**** Data records ****

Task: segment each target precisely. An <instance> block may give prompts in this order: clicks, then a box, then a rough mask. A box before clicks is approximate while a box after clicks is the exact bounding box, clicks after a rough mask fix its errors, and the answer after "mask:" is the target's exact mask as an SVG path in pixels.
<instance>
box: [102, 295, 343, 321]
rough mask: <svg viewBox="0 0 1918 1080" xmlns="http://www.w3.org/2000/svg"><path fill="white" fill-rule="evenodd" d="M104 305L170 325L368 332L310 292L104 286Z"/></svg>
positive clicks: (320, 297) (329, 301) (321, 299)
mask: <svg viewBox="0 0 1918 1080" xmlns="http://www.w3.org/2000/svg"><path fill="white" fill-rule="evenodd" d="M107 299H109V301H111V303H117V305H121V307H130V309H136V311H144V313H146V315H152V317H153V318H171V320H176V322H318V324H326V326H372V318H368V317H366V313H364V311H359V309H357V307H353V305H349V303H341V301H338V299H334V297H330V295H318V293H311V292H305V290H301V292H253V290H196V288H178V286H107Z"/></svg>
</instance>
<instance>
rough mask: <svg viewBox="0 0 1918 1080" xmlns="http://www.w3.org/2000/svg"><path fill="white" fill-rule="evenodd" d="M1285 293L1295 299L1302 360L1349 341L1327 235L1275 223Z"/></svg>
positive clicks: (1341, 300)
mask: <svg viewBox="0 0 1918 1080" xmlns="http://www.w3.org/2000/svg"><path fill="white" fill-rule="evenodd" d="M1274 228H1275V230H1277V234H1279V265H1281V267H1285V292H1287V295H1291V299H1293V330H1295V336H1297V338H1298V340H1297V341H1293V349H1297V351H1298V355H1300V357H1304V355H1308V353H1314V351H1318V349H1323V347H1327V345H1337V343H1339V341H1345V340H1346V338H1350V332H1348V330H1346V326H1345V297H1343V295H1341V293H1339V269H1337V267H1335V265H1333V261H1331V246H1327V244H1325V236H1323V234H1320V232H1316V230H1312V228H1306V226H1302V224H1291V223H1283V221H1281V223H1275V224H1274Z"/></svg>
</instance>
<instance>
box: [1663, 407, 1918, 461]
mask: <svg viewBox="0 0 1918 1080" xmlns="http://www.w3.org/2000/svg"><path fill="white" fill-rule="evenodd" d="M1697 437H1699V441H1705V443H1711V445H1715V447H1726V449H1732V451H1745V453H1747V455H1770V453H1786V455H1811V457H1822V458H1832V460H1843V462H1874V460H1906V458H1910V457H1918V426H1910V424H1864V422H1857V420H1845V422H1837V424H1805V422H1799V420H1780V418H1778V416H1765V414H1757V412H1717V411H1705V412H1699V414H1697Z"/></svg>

****

» **Work required**
The answer should consist of the lines from the first line of the entries through the line with "305L170 325L368 332L310", copied exactly.

» **Task result**
Task: segment each target precisely. An <instance> block may give prompts in this order: clicks, then a box, then a rough mask. A box before clicks is approximate while a box after clicks is the exact bounding box, clicks after a rough mask fix its errors, and the answer after "mask:" is the target's exact mask as an SVG path in pixels.
<instance>
box: [102, 295, 343, 321]
rough mask: <svg viewBox="0 0 1918 1080" xmlns="http://www.w3.org/2000/svg"><path fill="white" fill-rule="evenodd" d="M104 305L170 325L368 332L310 292L104 286Z"/></svg>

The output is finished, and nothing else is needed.